▶ _À faire_
a – Recopiez fidèlement un passage du récit de voyage au Pakistan. Commencez aux mots "Au sommet de" et arrêtez-vous après "nos gardes armés.".
b – D'après le récit de voyage au Pakistan, répondez brièvement :
(i) Quelle chaîne de télévision interviewe les voyageurs au sommet de la Multan Art Gallery ?
(ii) Combien de kilomètres les séparent encore de Lahore après les visites des mausolées ?
(iii) Où avaient-ils rencontré leur ami Usman ?

▶ _Texte à lire_
——
Au sommet de la Multan Art Gallery, nous profitons d’un joli panorama sur la ville et sur le mausolée.

Nous y avons même droit à une interview de la télévision 24 News HD. Les journalistes ont clairement sauté sur l’occasion de la présence si exceptionnelle de touristes européens sur le site pour improviser un petit reportage sur notre ressenti par rapport au Pakistan. Nous nous réjouissons de leur enthousiasme et nous nous prêtons au jeu, sous le regard toujours très attentif de nos gardes armés.

Après la visite du Mausolée de Bahauddin Zakariya, le père de Rukn-e-Alam...

... et celle du Mausolée de Shah Shams Sabzwari Tabrez...

... nous embrayons les quelques 350 km qui nous séparent encore de Lahore. En fin de journée et après sept jours d’accompagnement, l’escorte nous abandonne aux portes de la ville et c’est l’heure des retrouvailles avec notre ami Usman. Rencontré sur le bazar d’Istanbul et après seulement cinq minutes de discussion, il nous avait remis sa carte de visite, alors qu’à l’époque la traversée du Pakistan n’était même pas au programme de notre voyage. Aujourd’hui, sur un simple appel et sans rien connaître de nous, il prend congé pour nous recevoir et nous accueillir dans sa maison : une aubaine pour nous et une nouvelle expérience que nous nous réjouissons de vivre et de partager en sa présence et celle de sa femme !
——
▶ _Données recueillies_
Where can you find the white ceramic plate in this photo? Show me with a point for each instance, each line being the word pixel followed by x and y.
——
▶ _Exercices corrigés_
a –
Au sommet de la Multan Art Gallery, nous profitons d’un joli panorama sur la ville et sur le mausolée.

Nous y avons même droit à une interview de la télévision 24 News HD. Les journalistes ont clairement sauté sur l’occasion de la présence si exceptionnelle de touristes européens sur le site pour improviser un petit reportage sur notre ressenti par rapport au Pakistan. Nous nous réjouissons de leur enthousiasme et nous nous prêtons au jeu, sous le regard toujours très attentif de nos gardes armés.

b –
(i) La chaîne 24 News HD.
(ii) Environ 350 km.
(iii) Sur le bazar d'Istanbul.